:: Exercise passage ::

Like War Machine, McAfee’s fun also ended in violence, when he discovered that four of his dogs had been poisoned.   His neighbor, Gregory Faull, had reportedly complained about the barking dogs before they were killed.  That same neighbor was found shot to death in his home two days later, and McAfee was a suspect in his murder.  So he ran.  And started Tweeting.

But unlike War Machine, McAfee used social media to misdirect the manhunt, and to create a discourse about government corruption, claiming that he was being framed.  He even secretly met with a Vice reporter who posted an article in December 2012: “We are with John McAfee Right Now, Suckers.” In the end, it actually worked.  He survived a Guatemalan jail, and he is living in an apartment in Montreal, Canada.  

That seems less likely for War Machine.  Because he isn’t orchestrating a bizarre but masterful online campaign for his innocence.  His Internet activity is impulsive.  Whereas McAfee strangely typed his way to safety, War Machine’s posts may end up being used as evidence of his guilt.  For instance, he admits that he went to surprise his girlfriend with an engagement ring and that he only ended up “fighting for [his] life.”  Unlike McAfee, he admitted being on the scene of the crime.  And if she is in the hospital, that doesn’t bode well for Machine.

How we handle running from the law has changed.  It has become digitized.  But it appears McAfee was a clever anomaly, and War Machine is probably a better representation of what we can expect from the selfie generation.  A guy who wants to hide, but can’t stop talking.  Even if the authorities who intend to prosecute him are the ones who are listening.

:::
:: Listed records ::

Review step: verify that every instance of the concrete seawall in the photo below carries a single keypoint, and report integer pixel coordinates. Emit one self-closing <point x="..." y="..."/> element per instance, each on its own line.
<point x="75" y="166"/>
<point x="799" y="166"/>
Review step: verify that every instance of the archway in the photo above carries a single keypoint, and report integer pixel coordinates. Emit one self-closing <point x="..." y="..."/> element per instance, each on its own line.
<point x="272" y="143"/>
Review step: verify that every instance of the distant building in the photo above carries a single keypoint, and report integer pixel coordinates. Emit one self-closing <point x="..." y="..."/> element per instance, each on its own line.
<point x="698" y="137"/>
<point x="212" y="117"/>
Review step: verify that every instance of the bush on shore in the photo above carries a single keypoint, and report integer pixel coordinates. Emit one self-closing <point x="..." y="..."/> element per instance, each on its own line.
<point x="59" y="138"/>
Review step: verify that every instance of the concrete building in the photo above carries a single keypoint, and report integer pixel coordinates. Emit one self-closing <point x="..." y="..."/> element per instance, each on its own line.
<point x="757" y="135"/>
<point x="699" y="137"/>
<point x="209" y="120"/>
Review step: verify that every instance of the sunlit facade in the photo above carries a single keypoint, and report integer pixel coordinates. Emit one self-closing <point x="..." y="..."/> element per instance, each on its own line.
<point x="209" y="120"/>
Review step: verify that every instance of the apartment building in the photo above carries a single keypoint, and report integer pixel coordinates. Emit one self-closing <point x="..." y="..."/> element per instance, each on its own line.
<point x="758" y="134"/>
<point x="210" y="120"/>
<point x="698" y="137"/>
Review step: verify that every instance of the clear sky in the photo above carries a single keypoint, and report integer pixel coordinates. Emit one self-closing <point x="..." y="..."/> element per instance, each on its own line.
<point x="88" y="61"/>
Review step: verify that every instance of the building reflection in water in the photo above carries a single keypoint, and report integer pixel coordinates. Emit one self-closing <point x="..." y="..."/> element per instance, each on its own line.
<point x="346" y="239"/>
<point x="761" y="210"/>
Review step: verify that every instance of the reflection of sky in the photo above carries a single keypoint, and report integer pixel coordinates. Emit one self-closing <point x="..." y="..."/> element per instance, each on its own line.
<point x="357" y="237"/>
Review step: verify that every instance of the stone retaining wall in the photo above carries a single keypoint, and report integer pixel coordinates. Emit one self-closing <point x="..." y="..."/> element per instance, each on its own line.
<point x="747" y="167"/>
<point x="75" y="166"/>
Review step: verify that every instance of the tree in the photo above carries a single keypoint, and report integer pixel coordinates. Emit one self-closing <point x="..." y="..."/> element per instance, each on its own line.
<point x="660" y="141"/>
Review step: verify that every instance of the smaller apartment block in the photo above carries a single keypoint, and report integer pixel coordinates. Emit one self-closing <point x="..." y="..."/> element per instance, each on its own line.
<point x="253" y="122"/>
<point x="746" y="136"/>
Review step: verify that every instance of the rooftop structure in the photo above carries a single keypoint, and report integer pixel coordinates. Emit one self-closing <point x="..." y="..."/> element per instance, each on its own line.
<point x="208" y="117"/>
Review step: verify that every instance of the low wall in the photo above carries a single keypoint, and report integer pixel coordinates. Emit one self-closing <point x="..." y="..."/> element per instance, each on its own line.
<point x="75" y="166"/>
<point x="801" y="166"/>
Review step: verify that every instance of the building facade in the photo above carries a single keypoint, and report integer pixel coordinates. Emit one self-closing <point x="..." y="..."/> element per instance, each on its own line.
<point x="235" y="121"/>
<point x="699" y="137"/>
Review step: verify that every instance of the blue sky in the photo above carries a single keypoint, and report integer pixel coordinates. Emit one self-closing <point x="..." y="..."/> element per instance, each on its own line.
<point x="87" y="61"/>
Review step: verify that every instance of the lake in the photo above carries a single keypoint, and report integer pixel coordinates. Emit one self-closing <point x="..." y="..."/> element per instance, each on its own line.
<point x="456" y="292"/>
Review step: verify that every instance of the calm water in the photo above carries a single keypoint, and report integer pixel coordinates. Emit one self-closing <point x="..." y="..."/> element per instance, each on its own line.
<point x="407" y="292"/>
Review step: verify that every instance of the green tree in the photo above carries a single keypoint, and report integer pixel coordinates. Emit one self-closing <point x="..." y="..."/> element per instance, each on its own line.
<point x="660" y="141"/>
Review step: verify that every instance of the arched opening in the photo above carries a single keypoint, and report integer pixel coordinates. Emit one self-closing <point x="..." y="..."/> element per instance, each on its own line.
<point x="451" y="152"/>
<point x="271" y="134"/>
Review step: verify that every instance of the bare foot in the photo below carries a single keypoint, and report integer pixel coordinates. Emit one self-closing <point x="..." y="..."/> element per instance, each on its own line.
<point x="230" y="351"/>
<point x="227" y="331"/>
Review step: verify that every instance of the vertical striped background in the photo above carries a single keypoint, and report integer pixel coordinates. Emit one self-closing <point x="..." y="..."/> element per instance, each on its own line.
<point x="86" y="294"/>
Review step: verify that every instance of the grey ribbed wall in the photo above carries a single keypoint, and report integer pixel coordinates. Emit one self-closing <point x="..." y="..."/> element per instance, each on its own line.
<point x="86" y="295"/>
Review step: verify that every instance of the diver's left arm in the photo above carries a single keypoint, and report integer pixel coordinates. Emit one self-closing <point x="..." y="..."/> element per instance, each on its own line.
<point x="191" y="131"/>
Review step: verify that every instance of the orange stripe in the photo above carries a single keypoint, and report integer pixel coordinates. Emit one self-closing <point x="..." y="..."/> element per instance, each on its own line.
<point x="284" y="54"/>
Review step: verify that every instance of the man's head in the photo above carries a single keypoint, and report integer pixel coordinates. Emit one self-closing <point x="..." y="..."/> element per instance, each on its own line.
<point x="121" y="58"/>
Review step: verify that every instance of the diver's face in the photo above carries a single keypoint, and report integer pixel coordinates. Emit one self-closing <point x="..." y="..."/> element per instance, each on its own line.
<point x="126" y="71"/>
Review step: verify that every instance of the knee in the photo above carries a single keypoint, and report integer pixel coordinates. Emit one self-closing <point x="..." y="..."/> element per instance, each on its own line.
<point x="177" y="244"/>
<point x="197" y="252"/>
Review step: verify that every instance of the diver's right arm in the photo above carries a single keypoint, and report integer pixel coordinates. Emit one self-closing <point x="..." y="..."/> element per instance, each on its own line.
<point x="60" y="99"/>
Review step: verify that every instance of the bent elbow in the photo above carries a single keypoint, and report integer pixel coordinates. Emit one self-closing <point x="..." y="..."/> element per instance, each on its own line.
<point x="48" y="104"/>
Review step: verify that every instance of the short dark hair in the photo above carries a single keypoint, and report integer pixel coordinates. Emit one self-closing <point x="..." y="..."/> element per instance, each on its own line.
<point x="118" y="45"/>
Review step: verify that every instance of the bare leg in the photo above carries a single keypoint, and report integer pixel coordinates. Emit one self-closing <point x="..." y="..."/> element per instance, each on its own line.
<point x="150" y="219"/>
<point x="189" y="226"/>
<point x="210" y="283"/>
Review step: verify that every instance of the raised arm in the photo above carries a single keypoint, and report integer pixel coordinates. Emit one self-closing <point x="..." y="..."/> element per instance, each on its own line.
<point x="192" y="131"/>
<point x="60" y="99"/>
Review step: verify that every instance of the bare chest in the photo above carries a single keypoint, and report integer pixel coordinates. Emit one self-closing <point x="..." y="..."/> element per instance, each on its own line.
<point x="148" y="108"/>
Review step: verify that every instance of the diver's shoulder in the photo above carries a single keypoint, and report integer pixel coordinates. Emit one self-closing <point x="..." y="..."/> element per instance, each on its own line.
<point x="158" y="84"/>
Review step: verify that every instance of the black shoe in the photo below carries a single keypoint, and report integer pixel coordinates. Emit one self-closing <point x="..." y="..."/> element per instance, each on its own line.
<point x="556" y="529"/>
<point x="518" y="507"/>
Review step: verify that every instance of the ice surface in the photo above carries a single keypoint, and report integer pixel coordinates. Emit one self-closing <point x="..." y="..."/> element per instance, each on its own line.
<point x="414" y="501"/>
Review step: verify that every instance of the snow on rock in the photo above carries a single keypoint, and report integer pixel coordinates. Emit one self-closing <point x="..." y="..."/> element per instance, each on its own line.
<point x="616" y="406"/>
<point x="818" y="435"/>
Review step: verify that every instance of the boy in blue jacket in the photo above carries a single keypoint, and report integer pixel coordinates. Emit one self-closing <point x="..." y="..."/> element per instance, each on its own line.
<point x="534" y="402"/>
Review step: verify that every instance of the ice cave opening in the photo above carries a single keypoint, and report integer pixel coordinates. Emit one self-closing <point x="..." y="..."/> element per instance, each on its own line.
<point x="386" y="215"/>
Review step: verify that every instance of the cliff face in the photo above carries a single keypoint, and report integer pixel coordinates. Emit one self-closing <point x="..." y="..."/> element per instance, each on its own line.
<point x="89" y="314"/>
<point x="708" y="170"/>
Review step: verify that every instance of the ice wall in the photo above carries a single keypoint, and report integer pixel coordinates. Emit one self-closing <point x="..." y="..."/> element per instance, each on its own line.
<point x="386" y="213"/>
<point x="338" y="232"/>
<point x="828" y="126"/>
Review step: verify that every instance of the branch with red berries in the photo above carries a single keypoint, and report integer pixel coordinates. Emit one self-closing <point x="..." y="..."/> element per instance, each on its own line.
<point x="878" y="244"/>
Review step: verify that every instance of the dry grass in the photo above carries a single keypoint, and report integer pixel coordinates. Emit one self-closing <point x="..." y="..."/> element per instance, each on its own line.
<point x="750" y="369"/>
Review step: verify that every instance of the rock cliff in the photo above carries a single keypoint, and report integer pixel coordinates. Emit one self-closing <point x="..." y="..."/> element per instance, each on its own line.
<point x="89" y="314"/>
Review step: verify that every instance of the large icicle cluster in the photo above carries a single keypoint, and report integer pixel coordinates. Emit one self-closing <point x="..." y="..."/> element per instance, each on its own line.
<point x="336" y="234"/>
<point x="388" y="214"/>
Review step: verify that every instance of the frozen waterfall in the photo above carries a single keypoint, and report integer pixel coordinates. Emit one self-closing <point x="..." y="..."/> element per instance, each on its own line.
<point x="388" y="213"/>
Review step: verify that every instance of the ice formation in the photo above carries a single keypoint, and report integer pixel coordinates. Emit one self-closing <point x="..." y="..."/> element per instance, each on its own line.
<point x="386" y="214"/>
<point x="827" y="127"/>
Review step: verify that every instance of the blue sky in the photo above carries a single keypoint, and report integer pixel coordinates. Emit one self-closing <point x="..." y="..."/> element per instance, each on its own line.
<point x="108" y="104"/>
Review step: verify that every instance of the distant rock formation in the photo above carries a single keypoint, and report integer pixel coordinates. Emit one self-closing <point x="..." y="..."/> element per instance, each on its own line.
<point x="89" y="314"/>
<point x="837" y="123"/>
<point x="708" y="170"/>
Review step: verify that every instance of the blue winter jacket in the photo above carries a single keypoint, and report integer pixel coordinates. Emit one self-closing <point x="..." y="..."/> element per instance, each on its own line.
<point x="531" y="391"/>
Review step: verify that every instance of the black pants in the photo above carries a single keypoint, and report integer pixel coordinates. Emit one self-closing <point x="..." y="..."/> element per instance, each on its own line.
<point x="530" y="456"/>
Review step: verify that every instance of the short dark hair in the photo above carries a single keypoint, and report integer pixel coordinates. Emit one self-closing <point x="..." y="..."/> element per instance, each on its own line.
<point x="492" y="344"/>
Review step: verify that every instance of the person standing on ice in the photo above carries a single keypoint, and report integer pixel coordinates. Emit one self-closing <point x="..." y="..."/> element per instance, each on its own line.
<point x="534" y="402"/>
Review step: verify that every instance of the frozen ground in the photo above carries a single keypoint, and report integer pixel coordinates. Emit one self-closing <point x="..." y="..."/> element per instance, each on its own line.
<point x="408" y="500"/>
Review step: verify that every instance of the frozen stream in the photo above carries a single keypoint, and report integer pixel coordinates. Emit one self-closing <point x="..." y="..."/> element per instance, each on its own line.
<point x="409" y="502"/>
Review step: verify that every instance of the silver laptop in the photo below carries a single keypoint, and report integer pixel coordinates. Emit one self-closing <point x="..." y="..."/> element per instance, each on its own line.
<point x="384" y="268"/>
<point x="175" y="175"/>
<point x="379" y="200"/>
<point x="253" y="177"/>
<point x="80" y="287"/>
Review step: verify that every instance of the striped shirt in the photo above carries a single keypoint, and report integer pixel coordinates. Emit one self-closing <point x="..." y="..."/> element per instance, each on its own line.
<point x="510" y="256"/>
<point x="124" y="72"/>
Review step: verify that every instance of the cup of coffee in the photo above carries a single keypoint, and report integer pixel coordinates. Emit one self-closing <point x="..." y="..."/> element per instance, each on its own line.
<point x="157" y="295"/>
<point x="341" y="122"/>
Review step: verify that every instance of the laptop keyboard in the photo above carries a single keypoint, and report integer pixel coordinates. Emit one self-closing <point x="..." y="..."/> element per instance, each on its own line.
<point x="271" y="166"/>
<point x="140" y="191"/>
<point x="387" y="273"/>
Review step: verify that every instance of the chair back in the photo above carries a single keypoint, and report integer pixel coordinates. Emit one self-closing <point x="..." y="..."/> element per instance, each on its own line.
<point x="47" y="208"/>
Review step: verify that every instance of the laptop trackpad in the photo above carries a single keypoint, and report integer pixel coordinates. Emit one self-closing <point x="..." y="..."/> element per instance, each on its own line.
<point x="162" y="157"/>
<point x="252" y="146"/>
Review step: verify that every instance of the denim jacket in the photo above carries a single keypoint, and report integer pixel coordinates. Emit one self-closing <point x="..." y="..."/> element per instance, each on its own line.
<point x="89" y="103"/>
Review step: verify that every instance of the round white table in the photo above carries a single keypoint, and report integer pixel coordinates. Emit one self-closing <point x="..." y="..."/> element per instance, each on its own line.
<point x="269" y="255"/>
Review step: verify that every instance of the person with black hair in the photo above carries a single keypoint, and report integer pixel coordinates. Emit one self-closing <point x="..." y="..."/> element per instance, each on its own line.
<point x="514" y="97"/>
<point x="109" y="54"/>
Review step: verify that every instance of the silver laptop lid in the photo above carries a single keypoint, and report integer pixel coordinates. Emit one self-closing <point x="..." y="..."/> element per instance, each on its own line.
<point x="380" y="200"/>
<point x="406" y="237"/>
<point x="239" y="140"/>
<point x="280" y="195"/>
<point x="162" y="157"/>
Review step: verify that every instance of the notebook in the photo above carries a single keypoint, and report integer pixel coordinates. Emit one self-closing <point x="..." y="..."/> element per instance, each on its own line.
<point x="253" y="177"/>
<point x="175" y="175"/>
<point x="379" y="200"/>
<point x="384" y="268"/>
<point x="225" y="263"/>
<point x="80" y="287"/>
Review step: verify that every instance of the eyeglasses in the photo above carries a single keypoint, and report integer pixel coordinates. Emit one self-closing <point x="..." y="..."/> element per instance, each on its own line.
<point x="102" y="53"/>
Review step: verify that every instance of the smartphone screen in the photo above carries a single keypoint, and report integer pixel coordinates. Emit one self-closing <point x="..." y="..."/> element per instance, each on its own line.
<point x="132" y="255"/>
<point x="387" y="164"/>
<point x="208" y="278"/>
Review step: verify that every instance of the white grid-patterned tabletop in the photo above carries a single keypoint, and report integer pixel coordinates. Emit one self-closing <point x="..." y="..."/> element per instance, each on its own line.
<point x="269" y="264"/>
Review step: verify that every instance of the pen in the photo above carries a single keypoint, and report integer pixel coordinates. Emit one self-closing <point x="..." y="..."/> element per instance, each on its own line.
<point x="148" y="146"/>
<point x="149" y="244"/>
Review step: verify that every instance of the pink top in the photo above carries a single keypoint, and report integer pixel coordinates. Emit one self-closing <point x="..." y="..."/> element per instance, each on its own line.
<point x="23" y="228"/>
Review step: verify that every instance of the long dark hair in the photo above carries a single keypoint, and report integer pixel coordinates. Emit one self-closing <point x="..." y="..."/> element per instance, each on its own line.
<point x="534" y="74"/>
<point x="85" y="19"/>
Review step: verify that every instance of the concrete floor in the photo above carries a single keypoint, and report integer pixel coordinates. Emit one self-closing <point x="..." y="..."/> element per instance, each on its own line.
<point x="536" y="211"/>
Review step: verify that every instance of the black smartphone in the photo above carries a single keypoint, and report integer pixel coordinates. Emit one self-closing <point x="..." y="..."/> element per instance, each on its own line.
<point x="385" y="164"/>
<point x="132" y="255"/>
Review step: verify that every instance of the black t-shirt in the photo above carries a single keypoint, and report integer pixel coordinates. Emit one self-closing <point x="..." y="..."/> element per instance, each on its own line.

:::

> **What the task requires**: List every person whom the passage about McAfee and War Machine refers to by name. Draw only on the passage about McAfee and War Machine, not on the data.

> **Task output**: John McAfee, Gregory Faull, and War Machine.